### Exercise objective
Every line below from the one containing "156L386 158L384 125L343" to the final line must be reproduced exactly, and no other line may appear in the answer.

---------- Supplied material

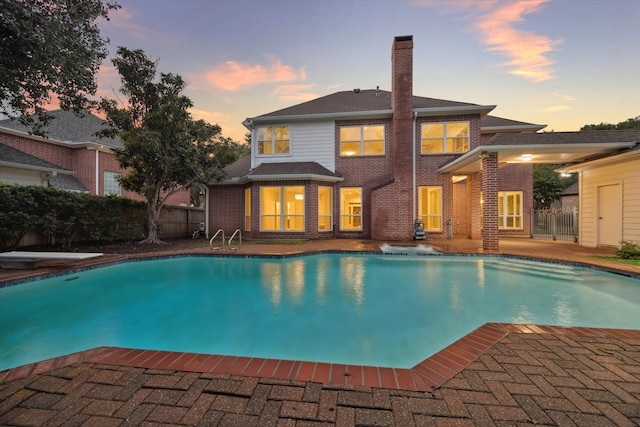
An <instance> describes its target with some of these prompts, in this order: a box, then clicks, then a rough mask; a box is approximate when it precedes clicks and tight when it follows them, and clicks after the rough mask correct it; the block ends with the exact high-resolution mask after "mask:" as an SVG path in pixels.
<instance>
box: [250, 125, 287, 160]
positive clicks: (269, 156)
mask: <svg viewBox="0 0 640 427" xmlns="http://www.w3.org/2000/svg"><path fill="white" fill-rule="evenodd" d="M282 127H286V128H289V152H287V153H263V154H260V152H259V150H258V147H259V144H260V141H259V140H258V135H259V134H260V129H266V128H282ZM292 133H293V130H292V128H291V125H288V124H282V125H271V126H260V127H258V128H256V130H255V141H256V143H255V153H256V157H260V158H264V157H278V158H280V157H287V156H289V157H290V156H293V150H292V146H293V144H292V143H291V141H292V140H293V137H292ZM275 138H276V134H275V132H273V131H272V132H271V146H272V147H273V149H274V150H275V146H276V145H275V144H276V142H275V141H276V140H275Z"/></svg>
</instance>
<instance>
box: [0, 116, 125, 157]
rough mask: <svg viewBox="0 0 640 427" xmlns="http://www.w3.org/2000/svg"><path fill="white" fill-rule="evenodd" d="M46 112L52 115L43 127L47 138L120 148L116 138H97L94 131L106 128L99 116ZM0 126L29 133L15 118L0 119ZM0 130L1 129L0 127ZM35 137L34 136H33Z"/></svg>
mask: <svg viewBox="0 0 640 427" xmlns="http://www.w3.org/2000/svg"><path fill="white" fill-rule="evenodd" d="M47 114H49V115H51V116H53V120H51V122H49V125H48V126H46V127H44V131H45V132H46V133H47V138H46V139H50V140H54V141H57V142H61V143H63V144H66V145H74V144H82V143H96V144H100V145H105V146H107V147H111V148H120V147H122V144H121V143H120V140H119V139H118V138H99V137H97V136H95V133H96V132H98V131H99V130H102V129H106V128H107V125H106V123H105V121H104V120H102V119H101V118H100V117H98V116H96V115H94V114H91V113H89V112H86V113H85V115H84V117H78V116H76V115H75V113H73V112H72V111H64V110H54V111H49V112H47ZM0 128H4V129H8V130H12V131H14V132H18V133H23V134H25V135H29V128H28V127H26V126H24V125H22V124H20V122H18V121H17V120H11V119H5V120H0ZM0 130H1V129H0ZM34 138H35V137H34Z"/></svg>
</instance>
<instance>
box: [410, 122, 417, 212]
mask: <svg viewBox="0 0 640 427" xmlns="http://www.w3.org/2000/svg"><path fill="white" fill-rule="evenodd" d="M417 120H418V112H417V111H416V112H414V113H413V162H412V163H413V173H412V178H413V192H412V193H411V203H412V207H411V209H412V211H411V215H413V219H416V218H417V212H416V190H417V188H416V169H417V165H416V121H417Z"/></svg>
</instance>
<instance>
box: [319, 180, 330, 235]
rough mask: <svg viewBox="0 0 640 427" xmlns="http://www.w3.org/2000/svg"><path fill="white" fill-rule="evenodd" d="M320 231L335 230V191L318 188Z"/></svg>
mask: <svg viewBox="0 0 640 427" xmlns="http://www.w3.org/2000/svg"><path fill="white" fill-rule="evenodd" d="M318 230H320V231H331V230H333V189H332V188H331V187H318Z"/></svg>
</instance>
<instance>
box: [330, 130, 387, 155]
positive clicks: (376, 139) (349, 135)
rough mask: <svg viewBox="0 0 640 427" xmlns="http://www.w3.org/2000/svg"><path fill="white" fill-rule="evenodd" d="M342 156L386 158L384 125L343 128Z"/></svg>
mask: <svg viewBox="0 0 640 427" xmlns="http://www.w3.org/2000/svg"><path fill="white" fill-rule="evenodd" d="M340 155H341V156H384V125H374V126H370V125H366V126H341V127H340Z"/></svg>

--------------------

### Written response
rough mask: <svg viewBox="0 0 640 427" xmlns="http://www.w3.org/2000/svg"><path fill="white" fill-rule="evenodd" d="M342 156L386 158L384 125L343 128Z"/></svg>
mask: <svg viewBox="0 0 640 427" xmlns="http://www.w3.org/2000/svg"><path fill="white" fill-rule="evenodd" d="M340 155H341V156H384V125H374V126H370V125H366V126H341V127H340Z"/></svg>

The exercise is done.